Exercise text —
When did you go to Italy?

In 2004, when I was 26. I stayed with an Italian contact and he helped me look for work. We called all the top 50 restaurants in Italy but I got no offers. After three weeks, I had just €50 left, so I gave up. But as I was waiting for a bus at Milan station to take me to the airport, I spotted a food magazine I hadn’t seen before. I checked the restaurants in (nearby) Emilia-Romagna region and found one called Osteria Francescana. I thought, I’ll try one last phone call. And they told me: “OK. Get here tomorrow.” I ended up staying nine years, until the end of 2014.

What was your impression arriving in Modena?

The first thing that struck me was the food — it was nothing like the Italian cuisine I knew in Japan. I was shocked! I thought I’d learned quite a lot (about Italian cooking), but that kind of food just didn’t exist in Modena. So I had to start from zero. I threw away everything I’d learned up to that point.

What was Osteria Francescana like in those days?

It was a small provincial restaurant. It had a Michelin star, but it was empty at lunchtime and we often just played frisbee in the piazza outside. At the weekend, if there were 20 customers it was like, “Woah, busy!”

While you were there, the cuisine evolved a lot.

The cuisine was all created by Massimo Bottura (owner-chef of Osteria Francescana). Did I have any influence? Maybe, through my Japanese kitchen technique, or perhaps a little wabi-sabi aesthetic. The cuisine evolved as Massimo embraced ideas from many directions. And that was when I first thought of the concept of cucina contaminata.

What is your cucina contaminata?

First, it’s not the same as “fusion.” I’m not trying to mix flavors such as miso or spices into Italian recipes. My cooking is Italian, done in the Italian way, based on traditional flavors — but as expressed by someone who is not from Italy. I’m using Italian ingredients to make something absolutely different.

What is being asked — According to the interview, what did the staff at Osteria Francescana often do when the restaurant was empty at lunchtime?

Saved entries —
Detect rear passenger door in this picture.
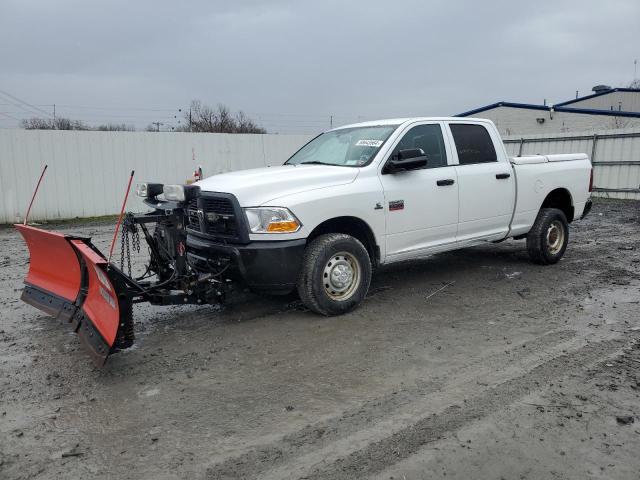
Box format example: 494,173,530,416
380,122,458,261
448,122,515,244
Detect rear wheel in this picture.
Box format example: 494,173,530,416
527,208,569,265
297,233,371,316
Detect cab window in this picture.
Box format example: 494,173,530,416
391,124,447,168
449,123,498,165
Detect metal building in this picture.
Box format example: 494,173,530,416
457,85,640,136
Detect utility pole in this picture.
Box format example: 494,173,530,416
174,107,192,132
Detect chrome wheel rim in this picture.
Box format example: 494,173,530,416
322,252,361,301
547,220,565,255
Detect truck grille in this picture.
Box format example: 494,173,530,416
187,193,245,241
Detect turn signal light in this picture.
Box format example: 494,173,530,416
267,220,300,233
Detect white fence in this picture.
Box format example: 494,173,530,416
0,125,640,223
0,130,310,223
504,129,640,200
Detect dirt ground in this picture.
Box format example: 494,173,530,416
0,200,640,480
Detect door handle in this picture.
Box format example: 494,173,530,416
436,178,456,187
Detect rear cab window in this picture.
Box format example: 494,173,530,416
449,123,498,165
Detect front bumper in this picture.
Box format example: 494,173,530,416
187,234,306,293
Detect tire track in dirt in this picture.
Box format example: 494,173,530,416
302,339,629,480
207,330,576,479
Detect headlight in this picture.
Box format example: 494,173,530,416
244,207,302,233
136,183,163,198
163,185,200,202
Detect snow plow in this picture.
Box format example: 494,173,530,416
15,171,226,366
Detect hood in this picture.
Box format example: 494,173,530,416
195,165,359,207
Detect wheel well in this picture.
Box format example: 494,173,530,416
307,217,380,265
540,188,573,222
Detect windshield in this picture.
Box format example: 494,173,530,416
286,125,398,167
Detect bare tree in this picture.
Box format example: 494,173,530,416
180,100,267,133
20,117,90,130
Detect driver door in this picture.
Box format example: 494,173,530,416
380,122,458,261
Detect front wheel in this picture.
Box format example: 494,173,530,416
297,233,371,316
527,208,569,265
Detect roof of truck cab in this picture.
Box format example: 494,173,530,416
329,117,490,131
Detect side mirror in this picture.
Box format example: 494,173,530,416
386,148,429,173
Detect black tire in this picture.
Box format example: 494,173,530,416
527,208,569,265
297,233,371,316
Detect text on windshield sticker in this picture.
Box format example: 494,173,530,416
356,140,382,147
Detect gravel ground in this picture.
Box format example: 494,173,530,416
0,200,640,480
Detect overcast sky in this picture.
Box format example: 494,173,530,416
0,0,640,133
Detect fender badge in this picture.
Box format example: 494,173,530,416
389,200,404,212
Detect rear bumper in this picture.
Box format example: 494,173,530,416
580,199,593,219
187,234,306,293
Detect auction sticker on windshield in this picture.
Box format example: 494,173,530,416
356,140,382,147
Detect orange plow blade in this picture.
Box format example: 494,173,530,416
16,225,133,366
16,225,82,321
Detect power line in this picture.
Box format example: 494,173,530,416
0,90,51,117
0,112,20,122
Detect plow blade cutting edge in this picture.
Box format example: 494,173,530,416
16,225,133,366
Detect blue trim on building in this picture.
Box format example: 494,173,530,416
553,106,640,118
454,100,640,118
555,88,640,107
454,102,551,117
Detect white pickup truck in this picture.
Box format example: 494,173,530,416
158,118,592,315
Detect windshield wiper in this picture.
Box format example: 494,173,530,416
299,160,340,167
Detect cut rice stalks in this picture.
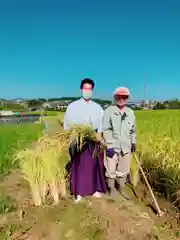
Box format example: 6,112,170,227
15,125,105,206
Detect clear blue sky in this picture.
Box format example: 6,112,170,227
0,0,180,99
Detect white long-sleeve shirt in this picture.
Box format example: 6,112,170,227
64,98,104,132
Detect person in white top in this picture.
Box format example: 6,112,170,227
64,78,107,202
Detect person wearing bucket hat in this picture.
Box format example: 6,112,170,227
103,87,136,200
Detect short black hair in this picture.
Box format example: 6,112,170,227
80,78,95,89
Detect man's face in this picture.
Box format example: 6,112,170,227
114,95,129,107
81,83,93,100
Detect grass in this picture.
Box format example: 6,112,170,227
0,110,180,240
0,124,43,174
136,110,180,200
0,193,16,214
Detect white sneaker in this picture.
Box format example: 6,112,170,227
75,195,82,203
93,192,102,198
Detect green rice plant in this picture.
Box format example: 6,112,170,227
136,110,180,202
0,124,43,175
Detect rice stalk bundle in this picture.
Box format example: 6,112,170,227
16,125,104,205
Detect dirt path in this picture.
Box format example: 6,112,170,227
0,170,177,240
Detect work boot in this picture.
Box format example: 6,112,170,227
108,178,117,201
117,176,131,200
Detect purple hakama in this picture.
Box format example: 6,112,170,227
70,143,107,197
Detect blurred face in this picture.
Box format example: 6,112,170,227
81,83,93,100
114,95,129,108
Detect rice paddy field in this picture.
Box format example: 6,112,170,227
0,110,180,240
136,110,180,203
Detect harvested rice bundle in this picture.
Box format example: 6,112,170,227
16,125,104,205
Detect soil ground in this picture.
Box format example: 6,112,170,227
0,170,179,240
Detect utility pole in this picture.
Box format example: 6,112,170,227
144,72,147,107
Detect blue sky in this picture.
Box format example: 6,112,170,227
0,0,180,99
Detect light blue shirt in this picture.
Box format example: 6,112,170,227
64,98,104,132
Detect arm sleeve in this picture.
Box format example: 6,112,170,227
97,108,104,133
130,113,136,143
103,109,115,148
64,108,71,130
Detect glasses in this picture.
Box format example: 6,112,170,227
115,95,128,100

Answer to this problem — They played frisbee in the piazza outside.